• [EXERCISE DETAILS]: When you transcribe the entries, reproduce every character and exclude the images.

(LISTED ENTRIES Opens)

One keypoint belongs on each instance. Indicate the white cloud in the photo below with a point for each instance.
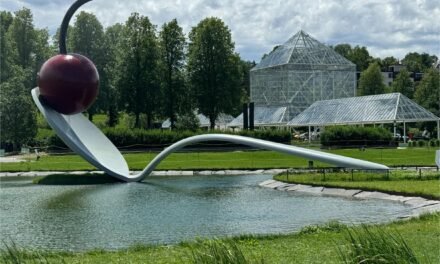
(386, 28)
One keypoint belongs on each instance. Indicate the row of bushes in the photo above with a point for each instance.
(123, 137)
(424, 143)
(356, 136)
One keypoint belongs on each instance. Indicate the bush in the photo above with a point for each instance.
(356, 136)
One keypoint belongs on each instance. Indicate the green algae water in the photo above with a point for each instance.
(166, 210)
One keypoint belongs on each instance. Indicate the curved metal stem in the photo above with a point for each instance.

(LISTED ENTRIES Closes)

• [RESPONSE BELOW]:
One keypoint belongs on each instance. Indicate the white cloud in the photo below with a point for each instance.
(386, 28)
One keypoint belongs on each instance. Indicate the row of bushes in the photo above with a point for each instance.
(123, 137)
(424, 143)
(356, 136)
One keypoint belongs on each instance. Indicate the bush in the photo above with a point for each instance.
(356, 136)
One keypoint belongs on each instance. Indicate the green algae water in the photo above with a point for each instance.
(166, 210)
One keypoint belongs on each instance. Indicate the curved metal stem in the photo above with a point for each instance.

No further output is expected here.